> [MATERIAL]:
=-=-=

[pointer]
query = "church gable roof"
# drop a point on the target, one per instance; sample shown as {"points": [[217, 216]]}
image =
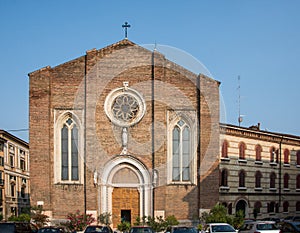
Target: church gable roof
{"points": [[125, 43]]}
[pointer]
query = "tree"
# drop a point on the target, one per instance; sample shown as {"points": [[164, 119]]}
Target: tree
{"points": [[158, 224], [219, 214]]}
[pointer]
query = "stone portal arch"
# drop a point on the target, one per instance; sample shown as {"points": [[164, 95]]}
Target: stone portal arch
{"points": [[126, 175]]}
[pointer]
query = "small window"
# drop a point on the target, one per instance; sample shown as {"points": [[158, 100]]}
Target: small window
{"points": [[286, 181], [22, 164], [225, 149], [258, 151], [298, 206], [286, 206], [181, 152], [242, 176], [298, 157], [271, 207], [273, 155], [11, 160], [286, 154], [224, 177], [272, 180], [298, 182], [258, 177], [257, 206], [242, 149]]}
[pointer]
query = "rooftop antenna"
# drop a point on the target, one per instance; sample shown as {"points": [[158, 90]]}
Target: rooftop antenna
{"points": [[125, 26], [240, 118]]}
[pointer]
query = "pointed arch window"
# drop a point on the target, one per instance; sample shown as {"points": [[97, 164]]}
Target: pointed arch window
{"points": [[242, 176], [181, 152], [69, 151]]}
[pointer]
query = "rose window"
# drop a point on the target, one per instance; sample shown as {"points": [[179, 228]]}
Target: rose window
{"points": [[125, 107]]}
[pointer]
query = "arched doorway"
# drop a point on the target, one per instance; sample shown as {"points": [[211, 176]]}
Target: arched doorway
{"points": [[126, 189], [242, 205]]}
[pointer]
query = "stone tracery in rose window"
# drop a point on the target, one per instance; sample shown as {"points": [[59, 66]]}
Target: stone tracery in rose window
{"points": [[125, 107]]}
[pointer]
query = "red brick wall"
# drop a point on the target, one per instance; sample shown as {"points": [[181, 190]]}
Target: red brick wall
{"points": [[57, 88]]}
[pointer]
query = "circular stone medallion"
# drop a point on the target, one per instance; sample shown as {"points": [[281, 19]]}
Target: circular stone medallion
{"points": [[124, 106]]}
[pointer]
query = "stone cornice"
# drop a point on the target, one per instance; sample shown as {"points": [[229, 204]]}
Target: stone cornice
{"points": [[227, 129]]}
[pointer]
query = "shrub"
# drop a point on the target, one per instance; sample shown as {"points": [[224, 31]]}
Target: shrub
{"points": [[20, 218], [124, 226], [78, 221], [158, 224], [38, 217], [105, 218]]}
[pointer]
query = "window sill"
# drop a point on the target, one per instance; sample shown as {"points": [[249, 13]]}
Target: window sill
{"points": [[180, 183], [68, 183], [225, 159], [242, 160]]}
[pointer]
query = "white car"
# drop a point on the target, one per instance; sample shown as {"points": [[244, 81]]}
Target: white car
{"points": [[219, 227], [260, 227]]}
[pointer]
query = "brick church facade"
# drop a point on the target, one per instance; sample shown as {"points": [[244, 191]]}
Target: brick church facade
{"points": [[126, 131]]}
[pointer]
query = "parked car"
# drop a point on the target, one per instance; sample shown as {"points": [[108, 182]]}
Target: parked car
{"points": [[95, 229], [181, 229], [17, 227], [52, 229], [292, 219], [219, 227], [290, 227], [260, 227], [141, 229], [274, 219]]}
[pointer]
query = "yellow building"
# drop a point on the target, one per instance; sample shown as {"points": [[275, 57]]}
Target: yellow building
{"points": [[14, 175]]}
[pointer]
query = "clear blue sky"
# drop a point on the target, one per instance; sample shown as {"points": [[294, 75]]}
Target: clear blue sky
{"points": [[256, 39]]}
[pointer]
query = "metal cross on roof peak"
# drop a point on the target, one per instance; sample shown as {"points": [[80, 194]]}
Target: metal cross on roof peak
{"points": [[126, 25]]}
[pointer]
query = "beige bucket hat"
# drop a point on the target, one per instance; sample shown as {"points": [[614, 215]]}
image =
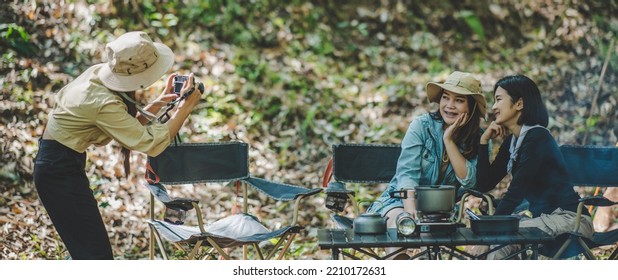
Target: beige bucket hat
{"points": [[134, 62], [461, 83]]}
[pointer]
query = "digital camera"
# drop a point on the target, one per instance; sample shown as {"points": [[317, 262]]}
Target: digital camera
{"points": [[179, 81]]}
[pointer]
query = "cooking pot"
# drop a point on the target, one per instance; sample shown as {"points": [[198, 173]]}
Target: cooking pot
{"points": [[430, 199], [369, 223], [435, 198]]}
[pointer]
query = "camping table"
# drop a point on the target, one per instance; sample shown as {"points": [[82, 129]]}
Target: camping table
{"points": [[433, 244]]}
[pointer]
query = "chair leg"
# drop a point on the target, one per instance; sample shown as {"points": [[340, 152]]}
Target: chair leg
{"points": [[196, 248], [256, 246], [563, 248], [159, 242], [287, 246], [614, 255], [151, 243], [218, 248], [587, 251], [274, 249]]}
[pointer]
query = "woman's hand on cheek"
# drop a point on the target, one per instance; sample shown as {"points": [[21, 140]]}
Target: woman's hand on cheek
{"points": [[450, 130]]}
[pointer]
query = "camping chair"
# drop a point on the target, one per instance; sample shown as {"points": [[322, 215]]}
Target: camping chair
{"points": [[367, 164], [587, 166], [214, 162], [356, 163]]}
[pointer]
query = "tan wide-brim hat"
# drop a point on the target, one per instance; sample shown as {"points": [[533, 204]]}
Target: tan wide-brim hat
{"points": [[461, 83], [134, 62]]}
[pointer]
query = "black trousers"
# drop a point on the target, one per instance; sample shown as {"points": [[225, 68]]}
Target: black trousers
{"points": [[64, 189]]}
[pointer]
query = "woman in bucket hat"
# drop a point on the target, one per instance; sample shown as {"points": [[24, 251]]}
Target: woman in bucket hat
{"points": [[531, 155], [92, 110], [439, 148]]}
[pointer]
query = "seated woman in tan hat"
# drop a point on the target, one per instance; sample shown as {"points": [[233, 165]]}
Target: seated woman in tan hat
{"points": [[91, 110], [439, 148]]}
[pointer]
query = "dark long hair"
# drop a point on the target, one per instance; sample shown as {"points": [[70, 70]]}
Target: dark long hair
{"points": [[520, 86], [466, 137]]}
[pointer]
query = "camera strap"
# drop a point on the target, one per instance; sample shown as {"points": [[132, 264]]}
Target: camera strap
{"points": [[140, 108]]}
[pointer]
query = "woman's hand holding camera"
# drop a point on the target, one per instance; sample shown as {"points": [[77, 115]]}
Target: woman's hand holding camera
{"points": [[186, 105]]}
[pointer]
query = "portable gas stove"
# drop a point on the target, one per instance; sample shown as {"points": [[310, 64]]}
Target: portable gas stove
{"points": [[436, 223]]}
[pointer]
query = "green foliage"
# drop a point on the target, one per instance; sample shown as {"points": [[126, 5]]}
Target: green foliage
{"points": [[18, 39], [473, 22]]}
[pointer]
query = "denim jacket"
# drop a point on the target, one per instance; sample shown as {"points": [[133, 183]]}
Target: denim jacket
{"points": [[419, 163]]}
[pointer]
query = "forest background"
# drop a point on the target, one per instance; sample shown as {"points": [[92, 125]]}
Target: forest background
{"points": [[291, 78]]}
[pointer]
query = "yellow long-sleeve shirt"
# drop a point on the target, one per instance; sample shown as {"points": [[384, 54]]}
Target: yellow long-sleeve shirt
{"points": [[86, 113]]}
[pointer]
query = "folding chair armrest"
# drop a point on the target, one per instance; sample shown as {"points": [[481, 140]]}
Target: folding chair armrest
{"points": [[598, 201], [160, 193], [279, 191]]}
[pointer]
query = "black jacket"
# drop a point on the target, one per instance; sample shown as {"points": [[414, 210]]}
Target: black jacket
{"points": [[539, 175]]}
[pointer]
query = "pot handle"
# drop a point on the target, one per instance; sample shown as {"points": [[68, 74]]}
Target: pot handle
{"points": [[402, 193]]}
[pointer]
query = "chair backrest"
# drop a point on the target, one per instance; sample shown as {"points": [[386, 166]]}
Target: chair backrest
{"points": [[189, 163], [591, 165], [365, 163]]}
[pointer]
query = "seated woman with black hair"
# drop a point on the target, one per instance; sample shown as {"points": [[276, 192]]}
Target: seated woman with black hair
{"points": [[532, 157]]}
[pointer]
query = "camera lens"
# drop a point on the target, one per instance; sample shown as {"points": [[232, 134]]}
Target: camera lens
{"points": [[405, 224]]}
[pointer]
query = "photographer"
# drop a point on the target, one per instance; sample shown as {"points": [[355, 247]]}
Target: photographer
{"points": [[94, 109]]}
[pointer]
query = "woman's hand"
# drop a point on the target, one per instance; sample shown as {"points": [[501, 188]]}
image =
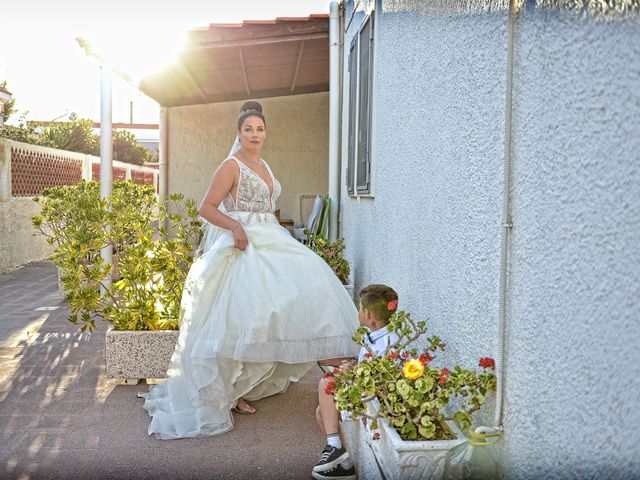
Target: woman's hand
{"points": [[240, 237]]}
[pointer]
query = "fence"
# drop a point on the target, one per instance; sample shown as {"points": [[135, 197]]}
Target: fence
{"points": [[26, 170]]}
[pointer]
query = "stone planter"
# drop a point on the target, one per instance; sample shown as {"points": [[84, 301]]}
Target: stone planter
{"points": [[410, 460], [349, 289], [133, 355]]}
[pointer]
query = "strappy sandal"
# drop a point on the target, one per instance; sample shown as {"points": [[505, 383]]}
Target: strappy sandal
{"points": [[245, 410]]}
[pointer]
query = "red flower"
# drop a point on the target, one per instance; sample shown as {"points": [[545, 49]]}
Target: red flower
{"points": [[487, 362], [330, 388], [425, 358]]}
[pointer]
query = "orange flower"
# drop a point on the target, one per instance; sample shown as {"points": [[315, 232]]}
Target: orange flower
{"points": [[413, 369]]}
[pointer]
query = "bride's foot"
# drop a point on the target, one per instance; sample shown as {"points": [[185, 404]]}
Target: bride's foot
{"points": [[243, 407]]}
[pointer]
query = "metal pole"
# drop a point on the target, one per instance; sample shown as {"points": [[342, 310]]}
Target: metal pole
{"points": [[106, 150]]}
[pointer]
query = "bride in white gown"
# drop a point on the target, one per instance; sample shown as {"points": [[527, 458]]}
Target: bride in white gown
{"points": [[258, 308]]}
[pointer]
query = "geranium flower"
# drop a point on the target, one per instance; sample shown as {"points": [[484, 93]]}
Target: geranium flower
{"points": [[330, 387], [487, 362], [425, 358], [413, 369]]}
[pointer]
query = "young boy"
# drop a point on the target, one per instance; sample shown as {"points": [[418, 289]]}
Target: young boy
{"points": [[377, 304]]}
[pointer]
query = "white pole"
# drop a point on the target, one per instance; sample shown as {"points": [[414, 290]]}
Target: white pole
{"points": [[334, 118], [106, 149]]}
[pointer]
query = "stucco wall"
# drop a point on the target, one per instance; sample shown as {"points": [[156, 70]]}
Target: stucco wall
{"points": [[18, 245], [432, 228], [575, 281], [296, 148]]}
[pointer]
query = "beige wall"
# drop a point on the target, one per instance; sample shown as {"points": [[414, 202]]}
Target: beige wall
{"points": [[18, 245], [200, 137]]}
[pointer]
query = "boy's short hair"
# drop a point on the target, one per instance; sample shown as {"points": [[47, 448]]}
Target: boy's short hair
{"points": [[376, 298]]}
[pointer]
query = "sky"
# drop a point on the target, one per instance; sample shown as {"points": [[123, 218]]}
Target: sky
{"points": [[50, 76]]}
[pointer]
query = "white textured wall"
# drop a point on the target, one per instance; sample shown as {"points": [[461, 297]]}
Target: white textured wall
{"points": [[432, 228], [18, 245], [297, 144], [573, 362]]}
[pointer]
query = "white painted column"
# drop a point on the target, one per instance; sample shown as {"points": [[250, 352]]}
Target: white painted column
{"points": [[106, 148], [334, 118], [163, 156]]}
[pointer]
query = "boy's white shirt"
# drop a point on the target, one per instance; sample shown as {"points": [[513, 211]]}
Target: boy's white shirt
{"points": [[380, 339]]}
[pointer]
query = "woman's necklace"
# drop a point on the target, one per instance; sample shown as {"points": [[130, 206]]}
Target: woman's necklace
{"points": [[245, 160]]}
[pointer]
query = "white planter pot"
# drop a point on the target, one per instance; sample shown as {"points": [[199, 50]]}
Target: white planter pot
{"points": [[349, 289], [403, 460], [133, 355]]}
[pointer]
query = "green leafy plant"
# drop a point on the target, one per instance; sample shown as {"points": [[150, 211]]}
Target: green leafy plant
{"points": [[126, 149], [330, 252], [150, 261], [412, 393]]}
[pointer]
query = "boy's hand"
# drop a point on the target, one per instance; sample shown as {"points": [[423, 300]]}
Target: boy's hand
{"points": [[346, 366]]}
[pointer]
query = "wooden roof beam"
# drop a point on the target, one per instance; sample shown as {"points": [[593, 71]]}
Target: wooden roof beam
{"points": [[295, 73], [255, 41], [244, 72]]}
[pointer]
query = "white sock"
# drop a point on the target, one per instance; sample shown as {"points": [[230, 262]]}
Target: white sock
{"points": [[346, 464], [333, 439]]}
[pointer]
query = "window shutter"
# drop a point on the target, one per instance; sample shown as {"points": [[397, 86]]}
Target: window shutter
{"points": [[353, 97], [363, 184]]}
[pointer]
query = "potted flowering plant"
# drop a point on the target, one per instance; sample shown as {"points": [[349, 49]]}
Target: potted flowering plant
{"points": [[403, 397]]}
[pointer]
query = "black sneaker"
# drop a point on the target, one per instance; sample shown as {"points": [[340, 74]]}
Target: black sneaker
{"points": [[337, 472], [331, 456]]}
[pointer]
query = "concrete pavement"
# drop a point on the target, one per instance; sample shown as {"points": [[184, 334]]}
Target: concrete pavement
{"points": [[60, 417]]}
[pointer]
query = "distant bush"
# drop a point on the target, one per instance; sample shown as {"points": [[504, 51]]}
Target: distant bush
{"points": [[78, 136]]}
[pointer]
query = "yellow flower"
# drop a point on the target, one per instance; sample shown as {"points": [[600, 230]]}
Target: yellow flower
{"points": [[413, 369]]}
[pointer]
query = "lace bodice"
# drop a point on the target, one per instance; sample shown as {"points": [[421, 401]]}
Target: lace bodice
{"points": [[253, 193]]}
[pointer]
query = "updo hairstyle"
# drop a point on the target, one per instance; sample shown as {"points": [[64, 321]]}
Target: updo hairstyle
{"points": [[250, 108]]}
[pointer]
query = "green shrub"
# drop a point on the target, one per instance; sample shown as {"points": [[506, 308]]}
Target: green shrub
{"points": [[150, 262], [330, 252]]}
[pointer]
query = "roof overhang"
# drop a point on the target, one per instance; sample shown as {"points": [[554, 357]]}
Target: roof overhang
{"points": [[255, 59]]}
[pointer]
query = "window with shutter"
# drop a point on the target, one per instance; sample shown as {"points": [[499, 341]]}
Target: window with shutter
{"points": [[365, 57]]}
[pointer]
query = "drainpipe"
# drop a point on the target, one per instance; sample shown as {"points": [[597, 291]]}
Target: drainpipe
{"points": [[106, 151], [507, 221], [163, 160], [334, 118]]}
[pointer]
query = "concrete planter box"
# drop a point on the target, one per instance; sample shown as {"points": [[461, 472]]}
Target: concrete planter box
{"points": [[395, 458], [349, 289], [133, 355]]}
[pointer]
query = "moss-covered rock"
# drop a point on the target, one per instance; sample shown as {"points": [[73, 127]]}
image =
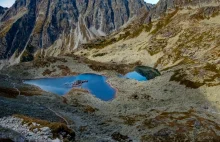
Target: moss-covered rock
{"points": [[148, 72]]}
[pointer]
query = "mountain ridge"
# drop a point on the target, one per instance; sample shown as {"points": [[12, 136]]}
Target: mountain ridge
{"points": [[30, 26]]}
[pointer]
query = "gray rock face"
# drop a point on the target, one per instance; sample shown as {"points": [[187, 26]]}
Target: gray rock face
{"points": [[2, 11], [33, 25]]}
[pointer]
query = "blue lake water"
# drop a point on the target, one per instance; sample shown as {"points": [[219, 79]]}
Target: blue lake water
{"points": [[136, 76], [96, 85]]}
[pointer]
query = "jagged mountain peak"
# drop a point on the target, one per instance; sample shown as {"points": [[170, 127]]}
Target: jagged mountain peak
{"points": [[53, 27]]}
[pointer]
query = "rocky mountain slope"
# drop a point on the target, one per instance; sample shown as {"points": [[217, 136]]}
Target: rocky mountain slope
{"points": [[54, 27], [178, 37], [183, 37], [2, 11]]}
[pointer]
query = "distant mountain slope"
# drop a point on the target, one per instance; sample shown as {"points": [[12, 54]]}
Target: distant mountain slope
{"points": [[59, 26], [183, 39]]}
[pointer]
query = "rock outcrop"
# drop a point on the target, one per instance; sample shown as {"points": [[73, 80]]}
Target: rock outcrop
{"points": [[2, 11], [164, 6], [59, 26]]}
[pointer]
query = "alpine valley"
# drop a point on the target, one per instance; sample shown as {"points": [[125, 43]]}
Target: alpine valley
{"points": [[130, 71]]}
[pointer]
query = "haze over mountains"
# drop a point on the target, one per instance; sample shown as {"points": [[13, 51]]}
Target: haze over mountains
{"points": [[175, 44]]}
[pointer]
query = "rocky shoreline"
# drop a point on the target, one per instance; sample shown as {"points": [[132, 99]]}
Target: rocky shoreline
{"points": [[156, 110]]}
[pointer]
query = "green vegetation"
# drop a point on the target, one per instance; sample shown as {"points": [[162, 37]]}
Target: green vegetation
{"points": [[148, 72]]}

=-=-=

> [DIRECTION]: State how many of the lines above contain the word "folding", treating case as significant, and reply with only that number.

> [ANSWER TO THE TASK]: 2